Description of the task —
Turn every line of the data below into a numbered list, skipping any blank lines.

Material for the task —
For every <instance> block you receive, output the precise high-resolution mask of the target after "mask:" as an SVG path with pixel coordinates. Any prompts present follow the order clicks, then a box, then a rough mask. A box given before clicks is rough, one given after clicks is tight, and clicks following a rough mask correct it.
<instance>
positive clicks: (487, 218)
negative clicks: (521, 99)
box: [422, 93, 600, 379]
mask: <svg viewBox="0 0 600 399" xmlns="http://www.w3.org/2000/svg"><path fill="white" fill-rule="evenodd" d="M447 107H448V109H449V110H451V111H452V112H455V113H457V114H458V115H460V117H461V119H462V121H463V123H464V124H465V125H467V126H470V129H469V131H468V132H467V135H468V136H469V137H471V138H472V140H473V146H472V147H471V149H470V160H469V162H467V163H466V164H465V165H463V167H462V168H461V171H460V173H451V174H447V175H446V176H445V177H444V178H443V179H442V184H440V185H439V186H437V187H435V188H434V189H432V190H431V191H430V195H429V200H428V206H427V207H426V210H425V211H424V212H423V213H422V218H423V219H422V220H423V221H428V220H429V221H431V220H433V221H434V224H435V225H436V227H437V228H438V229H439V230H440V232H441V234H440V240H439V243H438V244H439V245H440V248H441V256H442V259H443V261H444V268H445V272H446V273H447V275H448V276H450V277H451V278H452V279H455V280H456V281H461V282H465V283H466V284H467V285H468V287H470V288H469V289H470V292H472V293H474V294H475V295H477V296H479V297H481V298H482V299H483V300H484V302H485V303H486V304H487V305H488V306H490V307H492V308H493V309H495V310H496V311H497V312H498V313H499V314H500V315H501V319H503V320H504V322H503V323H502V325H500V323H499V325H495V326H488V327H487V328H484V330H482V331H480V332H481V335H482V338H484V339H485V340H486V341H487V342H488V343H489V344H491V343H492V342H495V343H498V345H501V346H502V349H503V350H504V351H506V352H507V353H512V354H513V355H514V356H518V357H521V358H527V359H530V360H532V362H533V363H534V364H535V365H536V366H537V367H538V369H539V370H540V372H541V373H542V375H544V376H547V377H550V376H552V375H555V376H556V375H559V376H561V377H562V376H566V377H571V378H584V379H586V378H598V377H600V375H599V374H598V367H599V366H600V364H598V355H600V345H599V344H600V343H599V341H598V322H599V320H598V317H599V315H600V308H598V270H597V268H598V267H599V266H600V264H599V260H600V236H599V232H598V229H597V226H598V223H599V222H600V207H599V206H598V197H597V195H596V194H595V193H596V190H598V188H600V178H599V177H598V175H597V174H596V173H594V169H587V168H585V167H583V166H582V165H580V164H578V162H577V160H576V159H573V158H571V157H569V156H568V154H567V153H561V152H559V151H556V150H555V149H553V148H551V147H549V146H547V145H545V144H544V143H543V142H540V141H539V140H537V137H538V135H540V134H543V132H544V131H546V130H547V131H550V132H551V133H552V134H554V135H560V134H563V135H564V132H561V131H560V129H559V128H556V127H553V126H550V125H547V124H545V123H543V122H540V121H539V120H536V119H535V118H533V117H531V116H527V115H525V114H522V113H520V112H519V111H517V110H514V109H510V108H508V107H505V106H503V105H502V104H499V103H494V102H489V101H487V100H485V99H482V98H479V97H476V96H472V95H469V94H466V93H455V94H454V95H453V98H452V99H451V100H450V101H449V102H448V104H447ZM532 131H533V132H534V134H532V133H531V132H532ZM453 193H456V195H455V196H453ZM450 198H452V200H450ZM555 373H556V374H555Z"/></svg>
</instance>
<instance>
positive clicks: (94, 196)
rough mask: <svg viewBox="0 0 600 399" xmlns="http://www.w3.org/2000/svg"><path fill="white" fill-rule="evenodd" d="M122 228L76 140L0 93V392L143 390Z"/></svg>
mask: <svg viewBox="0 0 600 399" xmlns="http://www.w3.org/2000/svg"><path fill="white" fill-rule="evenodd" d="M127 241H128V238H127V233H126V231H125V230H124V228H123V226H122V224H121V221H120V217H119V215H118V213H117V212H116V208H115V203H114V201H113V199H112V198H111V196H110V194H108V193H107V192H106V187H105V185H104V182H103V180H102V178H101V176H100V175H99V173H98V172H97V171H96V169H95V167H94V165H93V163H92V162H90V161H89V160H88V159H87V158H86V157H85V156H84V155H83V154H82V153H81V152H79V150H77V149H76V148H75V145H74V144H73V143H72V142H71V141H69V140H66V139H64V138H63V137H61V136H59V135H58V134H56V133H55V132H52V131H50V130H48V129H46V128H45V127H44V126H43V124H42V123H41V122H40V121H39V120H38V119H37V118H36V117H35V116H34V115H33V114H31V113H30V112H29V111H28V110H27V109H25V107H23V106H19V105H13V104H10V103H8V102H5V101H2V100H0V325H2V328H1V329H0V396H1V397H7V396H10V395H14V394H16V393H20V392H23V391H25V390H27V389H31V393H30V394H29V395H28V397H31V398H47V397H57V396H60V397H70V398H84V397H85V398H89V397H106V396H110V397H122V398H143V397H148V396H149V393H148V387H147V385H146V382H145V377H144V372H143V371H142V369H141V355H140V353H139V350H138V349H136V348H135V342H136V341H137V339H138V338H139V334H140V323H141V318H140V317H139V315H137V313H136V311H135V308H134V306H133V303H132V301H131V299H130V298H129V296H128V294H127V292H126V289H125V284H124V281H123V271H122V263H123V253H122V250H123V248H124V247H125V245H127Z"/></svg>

Answer to this task —
1. For every <instance> block you receive, output the precise high-resolution mask of the target after "mask:" as an SVG path with pixel coordinates. Any prompts present follow the order clicks, then a box, then a rough mask. A box given before clicks is rough, one given after clicks is tight, and clicks following a rough mask correct it.
2. <instance>
3. positive clicks: (487, 218)
4. negative clicks: (521, 99)
5. box: [422, 93, 600, 379]
6. mask: <svg viewBox="0 0 600 399" xmlns="http://www.w3.org/2000/svg"><path fill="white" fill-rule="evenodd" d="M447 107H448V109H449V110H451V111H452V112H455V113H457V114H458V115H460V117H461V119H462V121H463V123H464V124H465V125H467V126H470V129H469V131H468V132H467V135H468V136H469V137H471V138H472V140H473V146H472V147H471V149H470V160H469V162H467V163H466V164H465V165H463V167H462V168H461V171H460V173H451V174H447V175H446V176H445V177H444V178H443V179H442V184H440V185H439V186H437V187H435V188H434V189H432V190H431V191H430V195H429V200H428V206H427V207H426V210H425V211H424V212H423V213H422V218H423V219H422V220H423V221H428V220H429V221H431V220H433V221H434V224H435V225H436V227H437V228H438V229H439V230H440V232H441V234H440V240H439V243H438V244H439V245H440V248H441V256H442V259H443V261H444V268H445V272H446V273H447V275H448V276H450V277H451V278H452V279H455V280H456V281H461V282H465V283H466V284H467V285H468V287H470V288H469V289H470V292H472V293H474V294H475V295H477V296H479V297H481V298H482V299H483V300H484V302H485V303H486V304H487V305H488V306H490V307H492V308H493V309H495V310H496V311H497V312H498V313H499V314H500V315H501V319H503V320H504V322H503V323H502V325H500V323H499V325H495V326H488V327H487V328H484V330H482V331H480V332H481V335H482V338H484V339H485V340H486V341H487V342H488V343H489V344H491V343H492V342H495V343H498V345H501V346H502V349H503V350H504V351H506V352H507V353H512V354H513V355H514V356H518V357H521V358H527V359H530V360H532V362H533V363H534V364H535V365H536V366H537V367H538V369H539V370H540V372H541V373H542V375H544V376H547V377H550V376H552V375H555V376H556V375H559V376H561V377H562V376H566V377H571V378H584V379H586V378H598V377H600V375H599V374H598V367H599V366H600V364H598V355H600V345H599V344H600V343H599V341H598V322H599V320H598V317H599V315H600V308H598V270H597V268H598V267H599V266H600V264H599V260H600V236H599V232H598V229H597V226H598V223H599V222H600V207H599V206H598V197H597V195H596V194H595V193H596V190H598V188H600V178H599V177H598V175H597V174H596V173H594V169H587V168H585V167H583V166H582V165H580V164H578V162H577V160H576V159H573V158H571V157H569V156H568V154H567V153H561V152H559V151H556V150H555V149H553V148H551V147H549V146H547V145H545V144H544V143H543V142H540V141H539V140H537V137H538V135H540V134H543V132H544V131H546V130H547V131H550V132H551V133H552V134H554V135H560V134H563V135H564V132H561V131H560V129H559V128H556V127H553V126H550V125H547V124H545V123H543V122H540V121H539V120H536V119H535V118H533V117H531V116H527V115H525V114H522V113H520V112H519V111H517V110H514V109H510V108H508V107H505V106H503V105H502V104H499V103H494V102H489V101H487V100H485V99H482V98H479V97H476V96H472V95H469V94H466V93H455V94H454V95H453V98H452V99H451V100H450V101H449V102H448V104H447ZM532 131H533V132H534V134H532V133H531V132H532ZM453 193H456V195H455V196H453ZM450 198H452V200H450ZM555 373H556V374H555Z"/></svg>
7. </instance>
8. <instance>
9. positive clicks: (94, 196)
10. rough mask: <svg viewBox="0 0 600 399" xmlns="http://www.w3.org/2000/svg"><path fill="white" fill-rule="evenodd" d="M122 228L76 140L0 93V392L143 390Z"/></svg>
11. mask: <svg viewBox="0 0 600 399" xmlns="http://www.w3.org/2000/svg"><path fill="white" fill-rule="evenodd" d="M127 241H128V238H127V233H126V231H125V230H124V228H123V226H122V224H121V221H120V217H119V215H118V213H117V212H116V208H115V203H114V201H113V199H112V198H111V196H110V194H108V193H107V192H106V187H105V185H104V182H103V180H102V178H101V176H100V175H99V173H98V172H97V171H96V169H95V167H94V165H93V163H92V162H90V161H89V160H88V159H87V158H86V157H85V156H84V155H83V154H82V153H81V152H79V150H77V149H76V148H75V145H74V144H73V143H72V142H71V141H69V140H66V139H64V138H63V137H61V136H59V135H58V134H56V133H55V132H52V131H50V130H48V129H46V128H45V127H44V126H43V124H42V123H41V122H40V121H39V120H38V119H37V118H36V117H35V116H34V115H33V114H31V113H30V112H29V111H28V110H27V109H25V107H23V106H19V105H13V104H10V103H8V102H5V101H2V100H0V325H2V328H1V329H0V396H1V397H7V396H10V395H14V394H16V393H20V392H23V391H25V390H27V389H31V393H30V394H29V395H28V397H31V398H47V397H57V396H60V397H70V398H84V397H85V398H89V397H106V396H110V397H122V398H143V397H148V396H149V393H148V387H147V385H146V382H145V377H144V372H143V371H142V369H141V355H140V353H139V350H138V349H136V348H135V342H136V341H137V339H138V338H139V334H140V323H141V318H140V317H139V315H137V313H136V311H135V308H134V306H133V303H132V301H131V299H130V298H129V296H128V294H127V292H126V289H125V284H124V281H123V271H122V263H123V253H122V250H123V248H124V247H125V245H127Z"/></svg>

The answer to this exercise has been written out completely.